TEXT UNDER STUDY: Begin
Springfield College Dean of the School of Health Sciences Brooke Hallowell recently returned from Geneva, Switzerland, where she participated in a meeting of the Global Rehabilitation Alliance (GRA), an initiative of the World Health Organization (WHO). The GRA mission is to advocate for the availability of quality, coordinated, and affordable rehabilitation through system strengthening according to population needs.
Hallowell was one of 14 initial signatories for international associations that founded the initiative of the GRA on May 22, 2018 at the World Health Assembly, hosted by the World Health Organization in Geneva. She serves as the official representative of the American Speech-Language-Hearing Association. The meeting last week was the first in-person GRA work session since the group’s foundation. Twenty-five representatives of international organizations from around the world participated.
The GRA is a platform for united advocacy and awareness raising to strengthen rehabilitation in health and social systems around the world. Many organizations help serve this goal through working to improve accessibility to services, quality of care, the building of rehabilitation workforce capacity, and strengthening of data collection. The GRA aims to further these efforts through raising the profile of rehabilitation and strengthening networks and partnerships.
Hallowell has an international reputation in collaborative development of rehabilitation services and frameworks, especially in under-resourced regions. She is involved in research, educational, and clinical program collaboration in Cambodia, China, Ghana, Honduras, India, Japan, Korea, Malaysia, Russia, and Vietnam.
“My previous global experience toward similar goals has been primarily at grass-roots community levels in areas of high need, focusing on interprofessional service, community-based rehabilitation, and transnational research to promote rehabilitation. The GRA has set important goals at a higher level, especially in terms of linking collective action to policies internationally. It is a tremendous honor to help facilitate action as a founding member of the GRA,” said Hallowell.
For the past 20 years, Hallowell has been engaged in helping develop new academic and clinical programs, and has served as the chair of the International Issues Board for the American Speech-Language-Hearing Association; chair of the first-ever Global Summit on Higher Education in Communication Sciences and Disorders; and chair of the Global Engagement Committee for the Council of Academic Programs in Communications Sciences and Disorders. Hallowell also is the international coordinator for the Aging, Disability, and Access to Care Project, which includes academic and clinical experts from several countries.
As dean, Hallowell collaborates with leadership of other divisions and units of Springfield College to participate in strategic planning and implementation activities that further the overall mission of the institution. She oversees academic areas within her School, including physical and occupational therapy, physician assistant, health science, emergency medical services management, communication sciences and disorders.
Springfield College is an independent, nonprofit, coeducational institution founded in 1885. Nearly 5,000 students, including 2,500 full-time undergraduate students, study at its main campus in Springfield, Mass., and at its regional campuses across the country. Springfield College inspires students through the guiding principles of its Humanics philosophy – educating in spirit, mind, and body for leadership in service to others.
TEXT UNDER STUDY: End
GIVEN MATERIAL: Begin
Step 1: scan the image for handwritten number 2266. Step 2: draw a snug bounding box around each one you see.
GIVEN MATERIAL: End
**TASKS:**
1) Using the article about Brooke Hallowell, answer each question in a few words.
(a) On what date was the Global Rehabilitation Alliance founded?
(b) How many representatives of international organizations took part in the GRA work session?
(c) In what year was Springfield College founded?
2) Rewrite the part of the article about Brooke Hallowell starting at "As dean, Hallowell" and ending at "service to others.", replacing "nonprofit" with "not-for-profit".
3) According to the article about Brooke Hallowell, which bodies or events has Hallowell served as chair of? List them all.

**ANSWERS TO EACH TASK:**
1)
(a) May 22, 2018
(b) Twenty-five
(c) 1885

2)
As dean, Hallowell collaborates with leadership of other divisions and units of Springfield College to participate in strategic planning and implementation activities that further the overall mission of the institution. She oversees academic areas within her School, including physical and occupational therapy, physician assistant, health science, emergency medical services management, communication sciences and disorders.
Springfield College is an independent, not-for-profit, coeducational institution founded in 1885. Nearly 5,000 students, including 2,500 full-time undergraduate students, study at its main campus in Springfield, Mass., and at its regional campuses across the country. Springfield College inspires students through the guiding principles of its Humanics philosophy – educating in spirit, mind, and body for leadership in service to others.

3)
- The International Issues Board for the American Speech-Language-Hearing Association
- The first-ever Global Summit on Higher Education in Communication Sciences and Disorders
- The Global Engagement Committee for the Council of Academic Programs in Communications Sciences and Disorders